> **TASK**
Return, unchanged, every line in the rows below that contains the string "phrase".

> **RECORD EXTRACTS**

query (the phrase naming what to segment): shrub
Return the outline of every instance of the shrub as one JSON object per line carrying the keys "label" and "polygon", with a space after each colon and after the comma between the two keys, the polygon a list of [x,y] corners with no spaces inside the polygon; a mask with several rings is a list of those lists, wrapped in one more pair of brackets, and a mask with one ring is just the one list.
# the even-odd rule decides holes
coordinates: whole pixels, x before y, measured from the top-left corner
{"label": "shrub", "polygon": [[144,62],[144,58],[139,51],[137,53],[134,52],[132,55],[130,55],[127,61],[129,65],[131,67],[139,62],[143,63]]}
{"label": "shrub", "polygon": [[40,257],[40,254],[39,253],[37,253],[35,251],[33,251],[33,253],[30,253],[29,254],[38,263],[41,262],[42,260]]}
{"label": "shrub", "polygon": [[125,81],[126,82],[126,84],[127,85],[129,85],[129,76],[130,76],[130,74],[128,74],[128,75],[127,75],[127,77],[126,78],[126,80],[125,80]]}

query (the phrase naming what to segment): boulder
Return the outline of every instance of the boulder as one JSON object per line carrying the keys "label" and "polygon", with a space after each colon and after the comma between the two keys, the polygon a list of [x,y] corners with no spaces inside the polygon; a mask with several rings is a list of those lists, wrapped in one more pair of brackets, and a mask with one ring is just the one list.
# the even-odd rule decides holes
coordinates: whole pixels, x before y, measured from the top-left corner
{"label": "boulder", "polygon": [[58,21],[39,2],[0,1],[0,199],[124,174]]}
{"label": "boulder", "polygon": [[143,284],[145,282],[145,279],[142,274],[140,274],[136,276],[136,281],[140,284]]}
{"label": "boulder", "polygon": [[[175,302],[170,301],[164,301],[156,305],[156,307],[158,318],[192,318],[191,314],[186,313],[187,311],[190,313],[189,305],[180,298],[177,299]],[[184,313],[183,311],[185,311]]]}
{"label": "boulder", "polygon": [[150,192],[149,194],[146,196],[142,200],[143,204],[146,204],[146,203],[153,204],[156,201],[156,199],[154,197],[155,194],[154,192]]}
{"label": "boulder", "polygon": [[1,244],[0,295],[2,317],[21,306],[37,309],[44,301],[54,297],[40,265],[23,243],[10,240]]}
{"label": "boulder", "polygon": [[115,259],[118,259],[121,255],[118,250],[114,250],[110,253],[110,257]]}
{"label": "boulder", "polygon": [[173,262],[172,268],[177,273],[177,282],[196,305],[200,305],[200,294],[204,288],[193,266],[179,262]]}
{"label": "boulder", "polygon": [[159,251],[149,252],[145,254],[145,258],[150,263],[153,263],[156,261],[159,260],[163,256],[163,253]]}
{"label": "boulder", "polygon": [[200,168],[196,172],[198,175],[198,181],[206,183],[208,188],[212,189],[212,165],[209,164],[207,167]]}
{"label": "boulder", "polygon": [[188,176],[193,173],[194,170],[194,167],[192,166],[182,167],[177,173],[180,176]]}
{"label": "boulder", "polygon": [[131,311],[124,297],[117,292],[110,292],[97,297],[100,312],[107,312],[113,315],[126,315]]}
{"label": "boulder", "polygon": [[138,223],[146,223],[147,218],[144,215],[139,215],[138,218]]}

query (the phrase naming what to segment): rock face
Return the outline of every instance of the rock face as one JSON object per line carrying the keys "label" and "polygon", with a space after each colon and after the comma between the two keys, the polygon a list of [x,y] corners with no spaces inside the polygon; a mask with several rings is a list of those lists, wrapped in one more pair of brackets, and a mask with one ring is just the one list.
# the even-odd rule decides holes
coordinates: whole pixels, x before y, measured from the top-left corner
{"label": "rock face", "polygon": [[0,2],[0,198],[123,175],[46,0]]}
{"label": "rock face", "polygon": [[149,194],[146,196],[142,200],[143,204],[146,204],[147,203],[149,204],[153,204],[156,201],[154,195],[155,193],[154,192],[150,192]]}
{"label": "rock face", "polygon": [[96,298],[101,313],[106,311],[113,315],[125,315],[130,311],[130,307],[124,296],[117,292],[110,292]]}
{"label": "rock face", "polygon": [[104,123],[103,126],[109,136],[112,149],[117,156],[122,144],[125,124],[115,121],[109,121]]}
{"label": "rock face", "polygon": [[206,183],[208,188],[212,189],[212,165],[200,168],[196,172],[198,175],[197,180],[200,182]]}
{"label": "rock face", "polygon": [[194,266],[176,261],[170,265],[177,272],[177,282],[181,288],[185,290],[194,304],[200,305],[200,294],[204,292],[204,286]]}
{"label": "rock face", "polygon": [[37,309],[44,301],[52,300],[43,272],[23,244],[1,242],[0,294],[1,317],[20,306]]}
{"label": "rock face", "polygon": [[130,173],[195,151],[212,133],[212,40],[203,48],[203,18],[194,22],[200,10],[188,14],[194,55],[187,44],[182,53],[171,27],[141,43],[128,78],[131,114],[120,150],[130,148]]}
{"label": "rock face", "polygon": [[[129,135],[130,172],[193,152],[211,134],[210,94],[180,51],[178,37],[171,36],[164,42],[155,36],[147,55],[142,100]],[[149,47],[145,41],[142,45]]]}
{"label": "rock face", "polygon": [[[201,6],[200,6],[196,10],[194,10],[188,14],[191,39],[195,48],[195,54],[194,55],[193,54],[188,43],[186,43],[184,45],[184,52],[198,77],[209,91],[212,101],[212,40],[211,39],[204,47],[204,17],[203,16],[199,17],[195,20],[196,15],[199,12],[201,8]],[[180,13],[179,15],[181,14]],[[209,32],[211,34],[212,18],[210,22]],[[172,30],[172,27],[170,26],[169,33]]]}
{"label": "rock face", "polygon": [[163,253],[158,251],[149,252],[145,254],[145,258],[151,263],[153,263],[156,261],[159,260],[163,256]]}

> **FINAL RESULT**
query (the phrase naming what to segment): shrub
query (the phrase naming what to segment): boulder
query (the phrase naming what to segment): rock face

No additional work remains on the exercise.